CONSEGNA ESERCIZIO:
Cita senza modifiche il passo dell'articolo sull'inflazione che inizia con le parole contenenti "L’evidenza empirica, ancor" e termina con "lavoro al capitale.".

Aiuto indebito ai conti pubblici
La verità è che questo sarebbe persino un effetto collaterale gradito. A chi? Principalmente ai governi. Un’inflazione più alta gonfierebbe il Pil, riducendo il debito pubblico ad esso rapportato. E’ accaduto proprio in questi anni. Ad esempio, il debito italiano era schizzato fino a quasi il 155% nel 2020, salvo crollare al 135% per effetto principalmente dell’alta inflazione. C’è anche una scuola di pensiero tra gli economisti, secondo la quale un’inflazione più alta stimolerebbe la crescita economica.
L’evidenza empirica, ancor prima della teoria, suggerisce che un’inflazione più alta si traduce nel tempo in consumi al palo e in un aumento delle tensioni sociali.
I lavoratori reclameranno aumenti salariali più cospicui, mentre le imprese lamenteranno una maggiorazione dei costi. Gli stati incasseranno di più, perché le entrate fiscali sono legate ai redditi nominali. Ci sarà una redistribuzione delle risorse dai contribuenti ai governi tramite il “drenaggio fiscale“, nonché dal lavoro al capitale.
Inflazione più alta rischio per credibilità delle banche centrali
Se i governi fossero ancora un minimo razionali, tornerebbero sui loro passi e si mostrerebbero più accorti nella gestione dei conti pubblici. Questo sì che calmiererebbe i rendimenti a lungo termine. Ma la politica sembra aver perso la bussola. Anni di “dominanza fiscale“ hanno diffuso un clima di irresponsabilità a cui risulta ora difficile porre rimedio. L’aspetto, se vogliamo, ancora più spiacevole sarebbe la perdita di credibilità delle banche centrali. Una volta che il mercato avrà mangiato la foglia, le aspettative d’inflazione si disancorerebbero e il rischio sarebbe la persistenza di un’inflazione più alta dei target anche dopo l’eventuale fine della scriteriata policy.

MATERIALE:
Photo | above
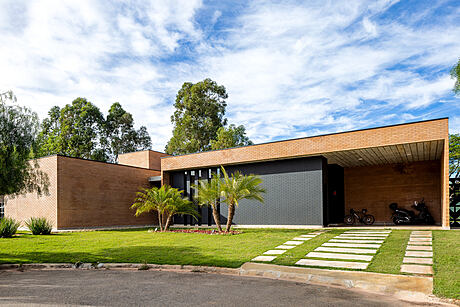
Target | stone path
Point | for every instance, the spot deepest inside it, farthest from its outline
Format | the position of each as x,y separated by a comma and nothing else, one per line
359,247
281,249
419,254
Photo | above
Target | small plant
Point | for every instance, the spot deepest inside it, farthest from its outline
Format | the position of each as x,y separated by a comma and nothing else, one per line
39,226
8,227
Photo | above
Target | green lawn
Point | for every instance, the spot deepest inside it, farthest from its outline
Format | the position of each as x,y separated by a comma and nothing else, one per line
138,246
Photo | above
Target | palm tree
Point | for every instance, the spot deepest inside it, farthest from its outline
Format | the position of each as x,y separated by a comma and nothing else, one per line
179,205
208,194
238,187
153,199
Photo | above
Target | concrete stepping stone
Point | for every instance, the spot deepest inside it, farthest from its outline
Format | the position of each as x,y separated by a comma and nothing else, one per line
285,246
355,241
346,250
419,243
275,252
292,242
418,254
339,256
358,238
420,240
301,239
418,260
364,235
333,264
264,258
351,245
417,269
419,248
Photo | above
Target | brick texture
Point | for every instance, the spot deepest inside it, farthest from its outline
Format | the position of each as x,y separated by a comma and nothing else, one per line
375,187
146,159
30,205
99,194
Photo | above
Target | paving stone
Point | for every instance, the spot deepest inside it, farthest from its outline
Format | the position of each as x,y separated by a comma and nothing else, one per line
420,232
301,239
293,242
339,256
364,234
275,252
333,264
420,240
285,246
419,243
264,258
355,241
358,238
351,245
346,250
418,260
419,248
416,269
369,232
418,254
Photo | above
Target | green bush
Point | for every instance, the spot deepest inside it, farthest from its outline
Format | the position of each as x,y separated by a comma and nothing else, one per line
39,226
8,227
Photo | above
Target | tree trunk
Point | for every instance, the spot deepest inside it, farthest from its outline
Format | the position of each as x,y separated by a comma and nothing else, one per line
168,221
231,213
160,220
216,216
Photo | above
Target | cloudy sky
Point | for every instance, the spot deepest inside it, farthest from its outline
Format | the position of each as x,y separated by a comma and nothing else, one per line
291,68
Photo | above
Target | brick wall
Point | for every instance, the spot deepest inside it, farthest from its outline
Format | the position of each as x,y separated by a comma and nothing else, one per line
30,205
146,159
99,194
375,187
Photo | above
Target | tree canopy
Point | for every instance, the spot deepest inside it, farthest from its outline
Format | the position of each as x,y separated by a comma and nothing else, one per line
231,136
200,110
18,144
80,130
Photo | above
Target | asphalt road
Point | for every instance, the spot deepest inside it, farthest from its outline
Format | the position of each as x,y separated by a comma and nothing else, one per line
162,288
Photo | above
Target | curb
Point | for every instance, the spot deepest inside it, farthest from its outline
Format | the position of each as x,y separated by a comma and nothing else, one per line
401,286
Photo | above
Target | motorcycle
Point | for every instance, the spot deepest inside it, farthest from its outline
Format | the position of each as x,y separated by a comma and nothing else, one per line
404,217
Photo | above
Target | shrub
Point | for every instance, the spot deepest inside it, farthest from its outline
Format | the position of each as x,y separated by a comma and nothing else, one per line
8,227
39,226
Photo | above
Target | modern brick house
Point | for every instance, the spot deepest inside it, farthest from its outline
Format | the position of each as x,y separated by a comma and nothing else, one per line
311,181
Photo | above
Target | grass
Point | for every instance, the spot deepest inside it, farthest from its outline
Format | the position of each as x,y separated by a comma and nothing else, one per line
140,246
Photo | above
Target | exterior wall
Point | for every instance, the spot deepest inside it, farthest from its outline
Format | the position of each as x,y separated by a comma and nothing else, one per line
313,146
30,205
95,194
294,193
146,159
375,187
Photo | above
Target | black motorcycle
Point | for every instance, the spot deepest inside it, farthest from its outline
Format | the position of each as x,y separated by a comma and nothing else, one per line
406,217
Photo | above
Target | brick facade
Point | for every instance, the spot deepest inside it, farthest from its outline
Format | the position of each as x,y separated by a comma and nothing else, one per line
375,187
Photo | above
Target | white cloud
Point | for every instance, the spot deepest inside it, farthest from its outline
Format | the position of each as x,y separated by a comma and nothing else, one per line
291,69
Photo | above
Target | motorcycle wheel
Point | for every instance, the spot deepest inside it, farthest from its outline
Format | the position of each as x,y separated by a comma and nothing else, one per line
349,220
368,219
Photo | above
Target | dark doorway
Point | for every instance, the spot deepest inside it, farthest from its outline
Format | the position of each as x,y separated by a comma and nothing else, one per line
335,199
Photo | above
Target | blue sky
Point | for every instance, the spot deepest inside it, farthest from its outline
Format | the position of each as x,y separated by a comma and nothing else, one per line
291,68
==
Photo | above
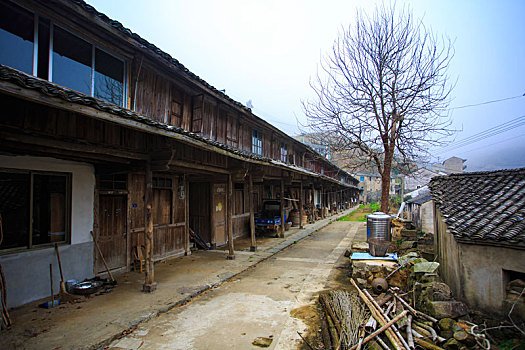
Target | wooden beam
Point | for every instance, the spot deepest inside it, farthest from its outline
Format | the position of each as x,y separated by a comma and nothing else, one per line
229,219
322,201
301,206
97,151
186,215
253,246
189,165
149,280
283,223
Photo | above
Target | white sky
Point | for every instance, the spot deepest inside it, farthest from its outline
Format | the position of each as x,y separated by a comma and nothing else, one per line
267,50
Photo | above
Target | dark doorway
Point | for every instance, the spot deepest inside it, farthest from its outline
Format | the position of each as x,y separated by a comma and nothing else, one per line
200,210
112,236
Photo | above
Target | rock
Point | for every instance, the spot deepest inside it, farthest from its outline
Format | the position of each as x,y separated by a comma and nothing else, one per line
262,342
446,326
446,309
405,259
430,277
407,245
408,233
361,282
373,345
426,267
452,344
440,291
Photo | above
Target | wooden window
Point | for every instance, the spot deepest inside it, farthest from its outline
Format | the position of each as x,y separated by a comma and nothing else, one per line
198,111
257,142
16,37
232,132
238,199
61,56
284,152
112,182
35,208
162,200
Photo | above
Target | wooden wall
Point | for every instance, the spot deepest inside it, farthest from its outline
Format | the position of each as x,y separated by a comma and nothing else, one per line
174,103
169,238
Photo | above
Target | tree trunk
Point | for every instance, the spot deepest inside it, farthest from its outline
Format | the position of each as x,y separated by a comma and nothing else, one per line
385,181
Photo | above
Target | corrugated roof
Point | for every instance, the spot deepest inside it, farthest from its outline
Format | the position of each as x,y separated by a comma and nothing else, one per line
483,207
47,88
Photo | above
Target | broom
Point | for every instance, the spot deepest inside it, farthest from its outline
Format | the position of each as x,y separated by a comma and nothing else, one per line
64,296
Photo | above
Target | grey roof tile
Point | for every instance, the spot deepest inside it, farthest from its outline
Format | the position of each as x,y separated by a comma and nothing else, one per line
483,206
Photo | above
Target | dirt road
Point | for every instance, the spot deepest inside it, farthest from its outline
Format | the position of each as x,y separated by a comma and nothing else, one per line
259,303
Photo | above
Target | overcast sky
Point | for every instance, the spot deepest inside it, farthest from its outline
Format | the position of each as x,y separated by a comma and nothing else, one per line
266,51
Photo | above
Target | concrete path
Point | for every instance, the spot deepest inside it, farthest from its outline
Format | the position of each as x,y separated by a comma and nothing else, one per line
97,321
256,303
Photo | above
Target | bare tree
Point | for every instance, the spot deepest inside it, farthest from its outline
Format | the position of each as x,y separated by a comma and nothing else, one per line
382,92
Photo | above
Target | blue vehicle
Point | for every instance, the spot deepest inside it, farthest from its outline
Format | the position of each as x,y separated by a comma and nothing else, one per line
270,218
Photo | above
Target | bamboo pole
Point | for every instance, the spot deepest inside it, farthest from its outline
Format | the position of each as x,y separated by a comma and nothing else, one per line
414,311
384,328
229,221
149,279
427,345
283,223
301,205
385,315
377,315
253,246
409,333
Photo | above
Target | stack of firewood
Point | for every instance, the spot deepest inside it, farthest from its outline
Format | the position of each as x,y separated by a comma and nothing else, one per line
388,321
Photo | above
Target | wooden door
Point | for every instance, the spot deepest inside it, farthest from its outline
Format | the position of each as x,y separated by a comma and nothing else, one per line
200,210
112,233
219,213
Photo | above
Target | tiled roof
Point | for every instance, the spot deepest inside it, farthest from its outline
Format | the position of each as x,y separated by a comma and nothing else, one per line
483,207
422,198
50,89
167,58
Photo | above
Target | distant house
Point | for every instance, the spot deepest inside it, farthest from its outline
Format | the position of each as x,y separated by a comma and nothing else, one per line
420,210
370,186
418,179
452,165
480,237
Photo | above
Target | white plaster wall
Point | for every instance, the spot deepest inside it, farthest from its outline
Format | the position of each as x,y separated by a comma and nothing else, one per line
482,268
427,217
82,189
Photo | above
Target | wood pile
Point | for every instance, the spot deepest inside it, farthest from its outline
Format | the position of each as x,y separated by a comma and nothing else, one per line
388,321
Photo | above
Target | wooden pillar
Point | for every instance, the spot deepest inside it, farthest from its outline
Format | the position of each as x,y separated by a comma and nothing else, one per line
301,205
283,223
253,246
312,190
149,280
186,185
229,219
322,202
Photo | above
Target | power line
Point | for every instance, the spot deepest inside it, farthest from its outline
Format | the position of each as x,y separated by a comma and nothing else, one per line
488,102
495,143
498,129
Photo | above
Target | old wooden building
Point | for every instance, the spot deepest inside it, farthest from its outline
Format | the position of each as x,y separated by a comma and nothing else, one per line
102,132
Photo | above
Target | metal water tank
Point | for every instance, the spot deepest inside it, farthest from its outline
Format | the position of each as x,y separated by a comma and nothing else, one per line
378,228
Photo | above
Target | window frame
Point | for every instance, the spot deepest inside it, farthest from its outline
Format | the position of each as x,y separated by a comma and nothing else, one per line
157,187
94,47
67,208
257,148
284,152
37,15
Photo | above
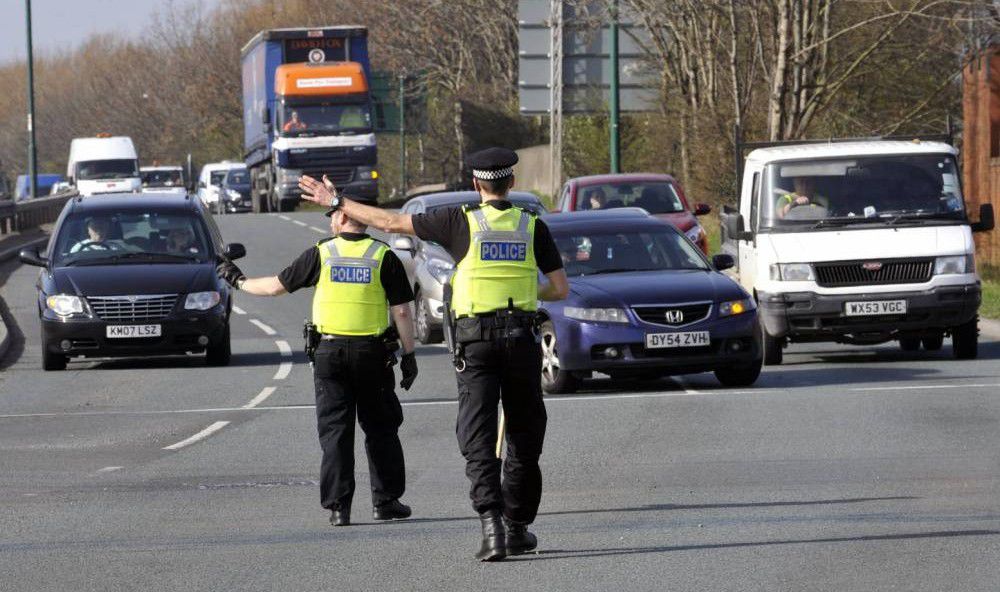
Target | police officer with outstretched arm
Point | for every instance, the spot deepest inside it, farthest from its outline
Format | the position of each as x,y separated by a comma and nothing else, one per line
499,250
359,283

RISPOSTA COMPLETA:
L’evidenza empirica, ancor prima della teoria, suggerisce che un’inflazione più alta si traduce nel tempo in consumi al palo e in un aumento delle tensioni sociali.
I lavoratori reclameranno aumenti salariali più cospicui, mentre le imprese lamenteranno una maggiorazione dei costi. Gli stati incasseranno di più, perché le entrate fiscali sono legate ai redditi nominali. Ci sarà una redistribuzione delle risorse dai contribuenti ai governi tramite il “drenaggio fiscale“, nonché dal lavoro al capitale.